Source information:
↓↓↓

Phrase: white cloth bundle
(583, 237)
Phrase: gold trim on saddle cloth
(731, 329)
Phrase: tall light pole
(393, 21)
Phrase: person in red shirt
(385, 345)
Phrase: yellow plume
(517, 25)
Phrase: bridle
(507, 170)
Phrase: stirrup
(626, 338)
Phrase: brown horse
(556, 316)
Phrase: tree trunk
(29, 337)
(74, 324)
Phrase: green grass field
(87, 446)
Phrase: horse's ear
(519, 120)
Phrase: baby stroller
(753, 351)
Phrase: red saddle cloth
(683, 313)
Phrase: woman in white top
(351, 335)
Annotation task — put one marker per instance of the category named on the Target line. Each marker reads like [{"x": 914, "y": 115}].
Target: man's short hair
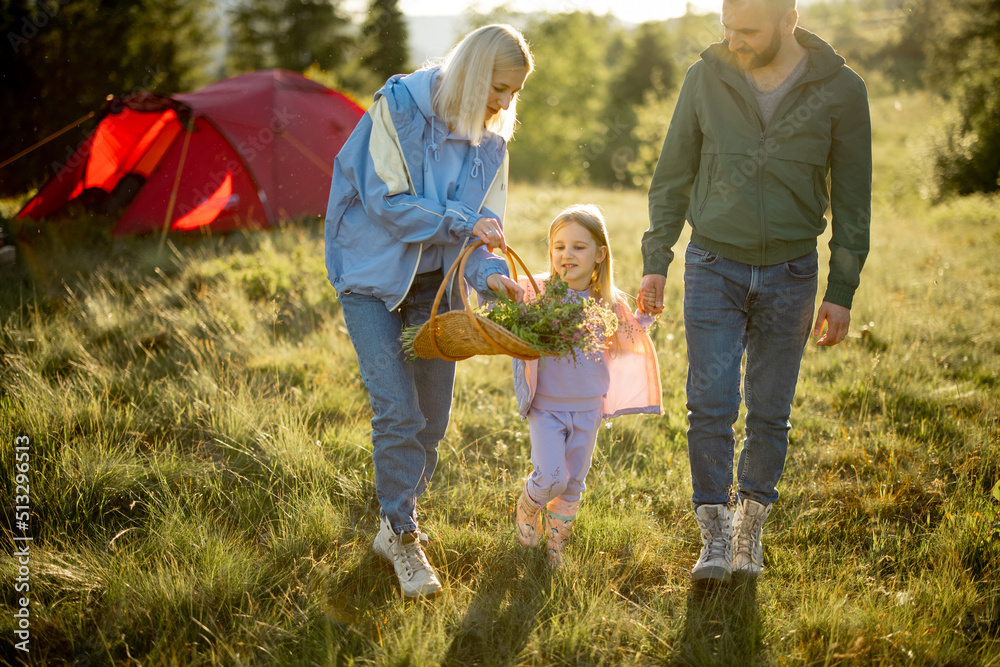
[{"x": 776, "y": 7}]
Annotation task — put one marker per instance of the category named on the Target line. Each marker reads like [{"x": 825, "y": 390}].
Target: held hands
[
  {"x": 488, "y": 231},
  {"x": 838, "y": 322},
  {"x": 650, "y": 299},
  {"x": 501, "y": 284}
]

↑↑↑
↓↓↓

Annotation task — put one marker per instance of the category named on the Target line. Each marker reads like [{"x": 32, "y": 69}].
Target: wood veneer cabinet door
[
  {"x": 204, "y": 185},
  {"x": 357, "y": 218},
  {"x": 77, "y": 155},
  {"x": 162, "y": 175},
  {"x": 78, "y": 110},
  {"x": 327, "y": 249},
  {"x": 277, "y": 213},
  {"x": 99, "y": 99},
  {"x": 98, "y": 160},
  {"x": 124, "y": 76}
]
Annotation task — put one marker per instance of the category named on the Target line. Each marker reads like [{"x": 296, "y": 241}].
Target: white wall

↑↑↑

Work request:
Your reply should consist of one number: how many lines above contain the word "Each".

The completed task:
4